Omit every picture and return the rest of the data unaltered.

* **Stored records**
# # # # # # #
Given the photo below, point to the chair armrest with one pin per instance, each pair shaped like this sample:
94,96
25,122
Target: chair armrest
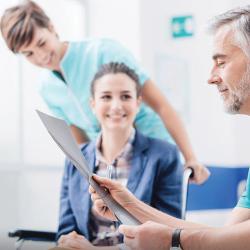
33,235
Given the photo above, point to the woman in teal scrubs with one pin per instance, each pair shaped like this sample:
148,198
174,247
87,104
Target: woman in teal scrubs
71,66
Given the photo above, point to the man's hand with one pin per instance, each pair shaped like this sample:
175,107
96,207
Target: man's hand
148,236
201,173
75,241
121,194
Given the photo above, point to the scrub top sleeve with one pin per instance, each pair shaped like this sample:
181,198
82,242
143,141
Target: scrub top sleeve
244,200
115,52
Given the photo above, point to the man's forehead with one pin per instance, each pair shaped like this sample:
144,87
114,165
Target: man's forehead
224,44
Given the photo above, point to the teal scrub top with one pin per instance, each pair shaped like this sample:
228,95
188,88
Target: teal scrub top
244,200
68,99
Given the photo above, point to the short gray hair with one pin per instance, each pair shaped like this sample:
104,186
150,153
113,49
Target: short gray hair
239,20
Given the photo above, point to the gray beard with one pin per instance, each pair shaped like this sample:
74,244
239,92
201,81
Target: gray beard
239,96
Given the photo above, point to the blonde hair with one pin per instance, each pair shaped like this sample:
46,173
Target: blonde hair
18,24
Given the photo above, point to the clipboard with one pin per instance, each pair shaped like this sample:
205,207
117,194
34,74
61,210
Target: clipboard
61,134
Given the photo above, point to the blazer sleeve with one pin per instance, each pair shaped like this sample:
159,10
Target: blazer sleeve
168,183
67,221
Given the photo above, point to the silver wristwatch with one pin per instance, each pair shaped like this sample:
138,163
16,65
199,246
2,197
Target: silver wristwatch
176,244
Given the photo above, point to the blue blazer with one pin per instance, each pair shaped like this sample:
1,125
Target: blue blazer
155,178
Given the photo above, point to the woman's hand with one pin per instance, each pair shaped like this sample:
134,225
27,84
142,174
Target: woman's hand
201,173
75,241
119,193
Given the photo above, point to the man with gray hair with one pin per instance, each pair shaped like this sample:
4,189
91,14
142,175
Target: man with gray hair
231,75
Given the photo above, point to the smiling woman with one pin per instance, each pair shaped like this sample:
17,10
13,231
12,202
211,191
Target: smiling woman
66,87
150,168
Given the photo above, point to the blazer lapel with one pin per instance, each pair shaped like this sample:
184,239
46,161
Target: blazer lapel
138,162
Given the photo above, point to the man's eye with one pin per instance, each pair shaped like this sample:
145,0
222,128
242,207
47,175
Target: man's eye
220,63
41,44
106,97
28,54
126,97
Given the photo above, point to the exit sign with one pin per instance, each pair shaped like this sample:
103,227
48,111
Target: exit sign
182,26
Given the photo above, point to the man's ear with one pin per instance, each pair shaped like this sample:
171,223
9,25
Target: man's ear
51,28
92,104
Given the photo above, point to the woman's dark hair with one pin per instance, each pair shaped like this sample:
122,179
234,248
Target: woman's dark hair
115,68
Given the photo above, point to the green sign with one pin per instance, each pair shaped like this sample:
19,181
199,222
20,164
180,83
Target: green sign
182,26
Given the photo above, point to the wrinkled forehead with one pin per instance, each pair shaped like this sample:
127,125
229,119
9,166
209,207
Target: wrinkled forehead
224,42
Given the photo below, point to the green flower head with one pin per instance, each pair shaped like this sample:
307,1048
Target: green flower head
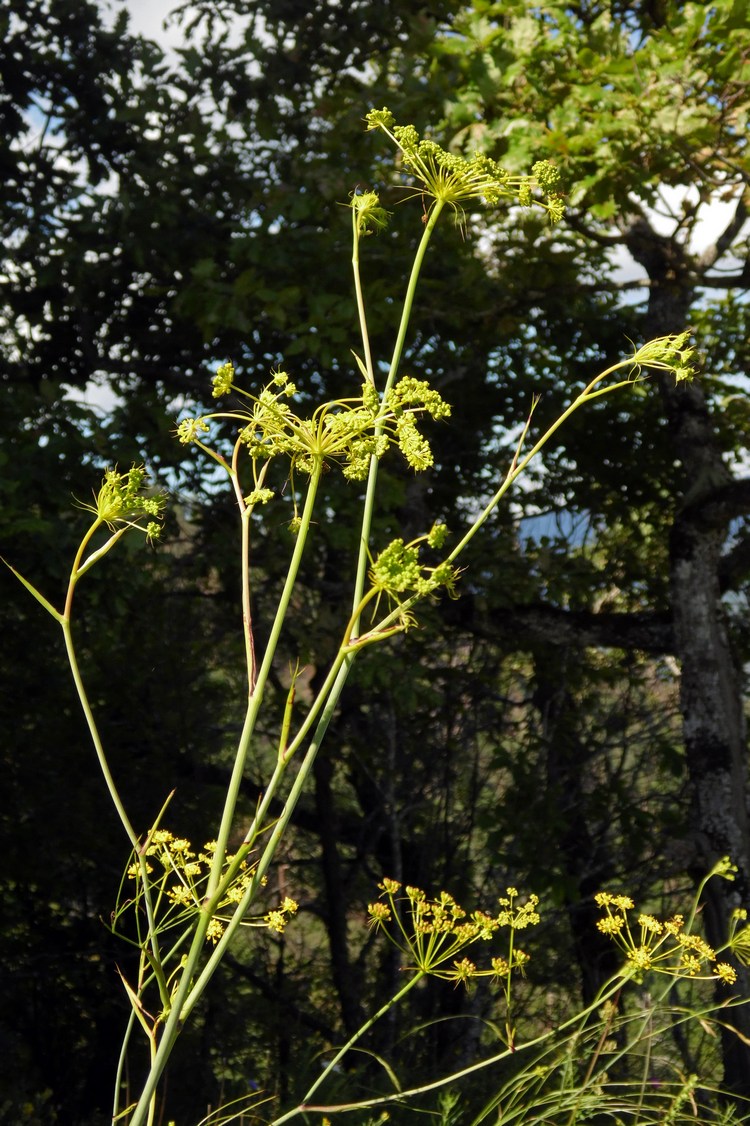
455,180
# # # # # # #
* **Full response**
Given the photo below, point to the chair armrest with one pin per instance, each pair shaped like this sample:
94,96
25,122
Target: chair armrest
33,235
Given the photo above, point to the woman in teal scrubs with one pin per instance, each pair shaped like this sample:
148,198
174,247
87,104
Target: woman in teal scrubs
71,66
Given the photo above, point to the man's hand with one pin per instance, each pair shaped like this sample:
175,107
96,207
Target: man's hand
148,236
201,173
75,241
121,194
Given the photo above, point to the scrub top sleeve with one pin per instance, each pair shaped like this sample:
181,198
82,242
143,141
Target: scrub top sleeve
244,200
115,52
Given the photo above, point to the man's forehead with one pin per instance, each pair shaped like this sample:
144,87
114,165
Target: man's forehead
224,44
Given the photo above, point to the teal scrub top with one pin per instance, each pair shaped like this sample:
228,95
188,88
Target: teal scrub top
244,200
68,99
Given the photo above, point to the short gray hair with one pin per instance, each pair shaped like this sample:
104,186
150,153
113,49
Target: short gray hair
239,20
Given the photo above, point to the gray beard with one pin per instance, each pair shaped like this sample:
74,244
239,92
201,81
Target: gray beard
239,96
Given the photo above, point to the blonde hair with one pin per instance, each pair shaped like this sample:
46,173
Target: blonde hair
18,24
Given the photo above, point to the clipboard with one pin per instance, each pair shaped like this sample:
205,207
117,194
34,74
61,210
Target: clipboard
61,134
Given the photo above, point to the blazer sleeve with one pin per instance, each pair shaped like this sample:
159,10
Target: blazer sleeve
168,183
67,221
Given the photo above, point to the silver wristwatch with one pin per instance, each pair shaped like this sample:
138,163
16,65
199,246
2,197
Target: silver wristwatch
176,244
Given the photo above, point to the blue blazer with one pin per instance, each pair shaped like this sample:
1,125
Target: blue blazer
155,178
Given the photo above, point to the woman's hand with one pin per instance, each pair shaped like this sample:
134,225
27,84
142,174
Target: woman's hand
201,173
75,241
119,193
Given the photo above, point to the man with gray hair with one pin per instance, each pair shaped like this sample:
4,189
91,14
142,175
Target: man with gray hair
231,75
Given the photo above, point to the smiling woman with one pin per instance, each pair shaped like this sample:
17,10
13,231
12,202
211,191
Target: smiling woman
66,87
150,168
Given the photo above, point to the blazer lapel with one pin per instance, each pair shaped like this sample:
184,239
46,161
Target: blazer lapel
138,162
Given the photo above, point to the man's eye with one pin per instance, each pair shaped like this sample:
145,0
222,128
242,207
47,175
Target: man's eye
220,63
41,44
106,97
28,54
126,97
Given the photo above, point to the exit sign with one pin per instance, each pair shaped like this sample:
103,227
48,111
Target: exit sign
182,26
Given the photo above, point to the man's ear with one pin per instance, each pair shaped like this sample:
171,223
9,25
Target: man's ear
51,28
92,104
Given the photo above, point to the woman's dark hair with one pin per instance, each pair shaped like this sample:
122,179
234,248
Target: woman's dark hair
115,68
Given the photo above, point to the green sign with one pin per instance, each pair shaped like this sample:
19,181
199,222
20,164
180,83
Target: green sign
182,26
Given the photo above, point to the wrinkled forehead with one pin per instance, each pair shaped like this sample:
127,125
229,119
9,166
209,207
Target: wrinkled forehead
224,42
Given the photo below, point to the green flower head with one pin per instance, each pair shaped like this sample:
307,1048
Target: green flower head
455,180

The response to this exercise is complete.